• _Given task 1_
In the Kate Hamill article, which publication named her playwright of the year?
• _Given task 2_
Print the part of the Kate Hamill article that runs from "Kate Hamill '05" to "also unforgettably performed.".
• _Given task 3_
Using the Kate Hamill article, mark each statement yes or no, and quote the words that decide it. (a) Hamill's works have been staged more than 30 times in the past three years. (b) Hamill was named playwright of the year in 2015. (c) Hamill performed in her adaptation of Vanity Fair.

• _Article_
Kate Hamill '05 Brings Female Characters Front and Center
In 2017, the Wall Street Journal named Kate Hamill ’05 playwright of the year. One of the top 20 most-produced playwrights of the current season, Hamill has seen her works staged more than 30 times in the past three years, including at Ithaca College. Her swift success has come for her clever adaptations of literary classics, like Austen’s Sense and Sensibility and Thackeray’s Vanity Fair—in which she also unforgettably performed.

• _Data excerpts_

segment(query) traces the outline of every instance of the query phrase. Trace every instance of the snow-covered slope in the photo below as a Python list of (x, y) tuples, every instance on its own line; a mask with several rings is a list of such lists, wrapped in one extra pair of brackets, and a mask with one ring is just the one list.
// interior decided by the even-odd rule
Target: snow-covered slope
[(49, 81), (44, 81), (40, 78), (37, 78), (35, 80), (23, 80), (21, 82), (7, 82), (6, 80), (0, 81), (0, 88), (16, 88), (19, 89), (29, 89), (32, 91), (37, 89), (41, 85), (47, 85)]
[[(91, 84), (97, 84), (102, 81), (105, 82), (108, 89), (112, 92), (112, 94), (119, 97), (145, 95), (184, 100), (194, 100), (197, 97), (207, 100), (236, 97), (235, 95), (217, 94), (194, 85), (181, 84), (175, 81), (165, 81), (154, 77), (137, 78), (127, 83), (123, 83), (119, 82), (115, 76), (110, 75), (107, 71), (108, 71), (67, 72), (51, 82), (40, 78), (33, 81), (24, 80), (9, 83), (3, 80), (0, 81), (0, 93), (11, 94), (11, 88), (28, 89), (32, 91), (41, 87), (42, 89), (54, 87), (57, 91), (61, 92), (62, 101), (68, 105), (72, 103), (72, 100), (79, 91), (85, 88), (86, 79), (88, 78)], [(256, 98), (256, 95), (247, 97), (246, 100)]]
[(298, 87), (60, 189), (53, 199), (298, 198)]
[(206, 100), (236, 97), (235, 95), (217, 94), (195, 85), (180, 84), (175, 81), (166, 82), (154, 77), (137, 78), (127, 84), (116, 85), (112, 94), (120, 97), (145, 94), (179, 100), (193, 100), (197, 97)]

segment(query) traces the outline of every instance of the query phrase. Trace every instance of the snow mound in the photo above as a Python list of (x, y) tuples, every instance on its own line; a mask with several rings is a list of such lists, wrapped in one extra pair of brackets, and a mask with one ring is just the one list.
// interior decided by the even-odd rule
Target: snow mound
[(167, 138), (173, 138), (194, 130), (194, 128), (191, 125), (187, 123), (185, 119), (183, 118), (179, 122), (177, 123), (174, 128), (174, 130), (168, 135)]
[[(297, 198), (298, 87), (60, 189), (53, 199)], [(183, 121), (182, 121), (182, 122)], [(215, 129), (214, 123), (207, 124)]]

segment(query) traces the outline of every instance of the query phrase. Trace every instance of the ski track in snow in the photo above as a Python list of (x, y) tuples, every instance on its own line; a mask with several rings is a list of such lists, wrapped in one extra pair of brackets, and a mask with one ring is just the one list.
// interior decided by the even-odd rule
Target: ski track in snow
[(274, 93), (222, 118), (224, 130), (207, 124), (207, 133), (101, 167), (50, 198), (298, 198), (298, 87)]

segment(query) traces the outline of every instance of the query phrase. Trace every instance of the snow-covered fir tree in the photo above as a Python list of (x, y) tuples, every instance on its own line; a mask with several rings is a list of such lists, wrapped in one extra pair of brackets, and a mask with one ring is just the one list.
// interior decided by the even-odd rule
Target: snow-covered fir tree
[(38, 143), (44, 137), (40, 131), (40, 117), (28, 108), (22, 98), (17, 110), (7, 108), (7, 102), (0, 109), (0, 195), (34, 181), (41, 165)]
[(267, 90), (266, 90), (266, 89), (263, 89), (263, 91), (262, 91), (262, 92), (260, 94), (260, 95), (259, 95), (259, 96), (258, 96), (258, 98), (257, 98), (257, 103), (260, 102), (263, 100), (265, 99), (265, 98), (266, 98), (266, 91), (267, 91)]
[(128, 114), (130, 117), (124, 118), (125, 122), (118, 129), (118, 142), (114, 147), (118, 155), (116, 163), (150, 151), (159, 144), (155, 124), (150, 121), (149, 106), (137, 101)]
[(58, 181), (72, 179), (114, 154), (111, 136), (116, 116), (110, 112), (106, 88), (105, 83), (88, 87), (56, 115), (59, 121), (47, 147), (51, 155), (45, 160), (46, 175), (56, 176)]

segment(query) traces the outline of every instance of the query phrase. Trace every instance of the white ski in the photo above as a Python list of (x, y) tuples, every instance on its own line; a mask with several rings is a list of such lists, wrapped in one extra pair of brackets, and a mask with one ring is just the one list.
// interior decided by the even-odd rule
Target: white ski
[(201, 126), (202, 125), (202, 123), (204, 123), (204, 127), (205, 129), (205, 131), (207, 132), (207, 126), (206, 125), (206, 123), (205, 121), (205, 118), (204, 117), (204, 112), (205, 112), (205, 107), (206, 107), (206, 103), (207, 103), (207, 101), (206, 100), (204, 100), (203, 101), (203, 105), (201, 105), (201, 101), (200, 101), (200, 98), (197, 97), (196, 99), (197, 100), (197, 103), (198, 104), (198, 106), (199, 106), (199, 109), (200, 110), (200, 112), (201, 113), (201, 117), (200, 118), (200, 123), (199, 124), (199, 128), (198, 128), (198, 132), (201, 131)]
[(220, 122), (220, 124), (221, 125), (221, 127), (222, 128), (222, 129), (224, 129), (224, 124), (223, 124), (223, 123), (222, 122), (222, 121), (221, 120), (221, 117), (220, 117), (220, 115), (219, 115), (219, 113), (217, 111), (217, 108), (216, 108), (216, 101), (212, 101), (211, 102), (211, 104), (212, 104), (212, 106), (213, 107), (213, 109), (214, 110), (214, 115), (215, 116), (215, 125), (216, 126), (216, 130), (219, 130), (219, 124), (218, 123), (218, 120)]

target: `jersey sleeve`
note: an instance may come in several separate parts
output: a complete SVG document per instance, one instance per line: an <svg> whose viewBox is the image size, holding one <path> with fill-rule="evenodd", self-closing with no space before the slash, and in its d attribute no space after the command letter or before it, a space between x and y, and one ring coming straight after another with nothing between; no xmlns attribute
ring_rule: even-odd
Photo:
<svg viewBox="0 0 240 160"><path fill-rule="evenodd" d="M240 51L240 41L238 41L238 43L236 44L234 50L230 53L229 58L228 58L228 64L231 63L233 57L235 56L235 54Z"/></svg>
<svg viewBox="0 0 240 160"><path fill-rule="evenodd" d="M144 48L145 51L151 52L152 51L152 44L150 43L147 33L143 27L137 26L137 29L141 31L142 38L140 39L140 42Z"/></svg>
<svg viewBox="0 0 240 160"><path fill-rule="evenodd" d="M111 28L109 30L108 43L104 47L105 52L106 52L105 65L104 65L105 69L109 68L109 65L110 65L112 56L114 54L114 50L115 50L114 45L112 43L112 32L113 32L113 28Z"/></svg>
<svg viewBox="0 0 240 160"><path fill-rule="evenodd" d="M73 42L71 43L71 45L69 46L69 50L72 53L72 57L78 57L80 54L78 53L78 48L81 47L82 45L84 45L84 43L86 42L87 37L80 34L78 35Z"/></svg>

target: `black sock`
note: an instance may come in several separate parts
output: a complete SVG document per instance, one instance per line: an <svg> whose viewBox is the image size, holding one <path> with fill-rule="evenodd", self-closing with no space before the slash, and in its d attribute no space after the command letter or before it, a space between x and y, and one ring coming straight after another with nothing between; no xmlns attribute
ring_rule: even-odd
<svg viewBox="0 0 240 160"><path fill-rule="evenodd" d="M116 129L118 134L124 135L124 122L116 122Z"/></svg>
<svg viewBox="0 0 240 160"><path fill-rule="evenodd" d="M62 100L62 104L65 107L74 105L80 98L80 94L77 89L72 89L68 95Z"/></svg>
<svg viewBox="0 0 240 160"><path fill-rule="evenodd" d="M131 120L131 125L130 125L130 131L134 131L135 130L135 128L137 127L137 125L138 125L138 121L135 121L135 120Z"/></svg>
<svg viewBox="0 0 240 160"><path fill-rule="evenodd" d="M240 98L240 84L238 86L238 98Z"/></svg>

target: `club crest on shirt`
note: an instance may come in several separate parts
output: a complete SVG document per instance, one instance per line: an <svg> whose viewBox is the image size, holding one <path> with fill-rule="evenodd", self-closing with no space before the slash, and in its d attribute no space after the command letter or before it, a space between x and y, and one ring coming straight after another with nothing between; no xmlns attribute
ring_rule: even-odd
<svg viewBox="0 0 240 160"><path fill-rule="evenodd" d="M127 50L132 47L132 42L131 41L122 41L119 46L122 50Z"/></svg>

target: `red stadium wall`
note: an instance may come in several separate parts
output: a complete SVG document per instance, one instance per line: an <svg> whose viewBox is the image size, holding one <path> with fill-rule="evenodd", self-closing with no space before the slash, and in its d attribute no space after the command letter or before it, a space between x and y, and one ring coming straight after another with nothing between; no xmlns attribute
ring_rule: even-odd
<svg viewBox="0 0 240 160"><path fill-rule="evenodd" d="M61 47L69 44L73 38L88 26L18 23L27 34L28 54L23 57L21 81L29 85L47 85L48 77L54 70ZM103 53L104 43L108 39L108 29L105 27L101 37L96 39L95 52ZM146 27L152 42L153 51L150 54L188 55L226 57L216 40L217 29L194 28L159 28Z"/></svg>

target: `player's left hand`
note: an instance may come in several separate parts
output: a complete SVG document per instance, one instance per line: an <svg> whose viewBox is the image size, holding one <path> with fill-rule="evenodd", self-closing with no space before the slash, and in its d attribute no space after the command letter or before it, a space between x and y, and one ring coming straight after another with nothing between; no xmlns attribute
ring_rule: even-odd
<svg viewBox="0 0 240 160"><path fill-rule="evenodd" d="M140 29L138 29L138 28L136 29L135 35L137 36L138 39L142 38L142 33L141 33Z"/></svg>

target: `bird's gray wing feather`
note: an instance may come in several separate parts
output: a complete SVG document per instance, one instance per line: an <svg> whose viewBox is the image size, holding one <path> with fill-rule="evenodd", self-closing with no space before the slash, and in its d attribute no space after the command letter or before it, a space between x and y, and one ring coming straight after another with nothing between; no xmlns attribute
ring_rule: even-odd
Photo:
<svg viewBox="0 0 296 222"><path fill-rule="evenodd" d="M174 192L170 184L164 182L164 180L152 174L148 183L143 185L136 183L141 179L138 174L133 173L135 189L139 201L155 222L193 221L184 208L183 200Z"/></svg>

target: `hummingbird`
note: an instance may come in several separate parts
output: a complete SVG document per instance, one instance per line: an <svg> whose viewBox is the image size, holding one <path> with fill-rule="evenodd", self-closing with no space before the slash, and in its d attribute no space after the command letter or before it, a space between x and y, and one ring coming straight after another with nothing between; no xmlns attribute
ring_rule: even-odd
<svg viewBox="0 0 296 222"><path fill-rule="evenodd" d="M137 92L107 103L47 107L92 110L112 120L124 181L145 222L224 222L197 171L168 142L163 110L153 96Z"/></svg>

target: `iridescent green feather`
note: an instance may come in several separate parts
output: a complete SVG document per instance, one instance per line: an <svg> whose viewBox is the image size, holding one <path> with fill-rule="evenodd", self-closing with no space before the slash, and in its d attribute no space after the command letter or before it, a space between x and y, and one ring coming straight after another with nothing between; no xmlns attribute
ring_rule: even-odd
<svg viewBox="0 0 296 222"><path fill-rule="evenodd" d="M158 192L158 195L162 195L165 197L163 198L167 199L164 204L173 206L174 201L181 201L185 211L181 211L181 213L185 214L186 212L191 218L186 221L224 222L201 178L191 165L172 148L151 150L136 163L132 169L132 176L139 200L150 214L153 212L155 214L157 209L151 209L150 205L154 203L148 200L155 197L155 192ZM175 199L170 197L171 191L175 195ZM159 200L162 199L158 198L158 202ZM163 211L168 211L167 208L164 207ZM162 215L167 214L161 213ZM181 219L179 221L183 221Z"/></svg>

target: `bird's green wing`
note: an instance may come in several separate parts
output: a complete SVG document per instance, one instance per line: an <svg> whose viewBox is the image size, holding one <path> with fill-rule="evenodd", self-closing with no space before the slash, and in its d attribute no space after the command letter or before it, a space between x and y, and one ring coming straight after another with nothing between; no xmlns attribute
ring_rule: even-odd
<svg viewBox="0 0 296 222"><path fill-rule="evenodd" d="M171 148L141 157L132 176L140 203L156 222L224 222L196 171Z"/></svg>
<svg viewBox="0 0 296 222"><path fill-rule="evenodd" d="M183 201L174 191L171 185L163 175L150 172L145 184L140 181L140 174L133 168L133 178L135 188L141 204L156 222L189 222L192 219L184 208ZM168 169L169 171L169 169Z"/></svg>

• _Worked answer 1_
The Wall Street Journal

• _Worked answer 2_
Kate Hamill '05 Brings Female Characters Front and Center
In 2017, the Wall Street Journal named Kate Hamill ’05 playwright of the year. One of the top 20 most-produced playwrights of the current season, Hamill has seen her works staged more than 30 times in the past three years, including at Ithaca College. Her swift success has come for her clever adaptations of literary classics, like Austen’s Sense and Sensibility and Thackeray’s Vanity Fair—in which she also unforgettably performed.

• _Worked answer 3_
(a) Yes: "Hamill has seen her works staged more than 30 times in the past three years"
(b) No: "In 2017, the Wall Street Journal named Kate Hamill ’05 playwright of the year."
(c) Yes: "Thackeray’s Vanity Fair—in which she also unforgettably performed"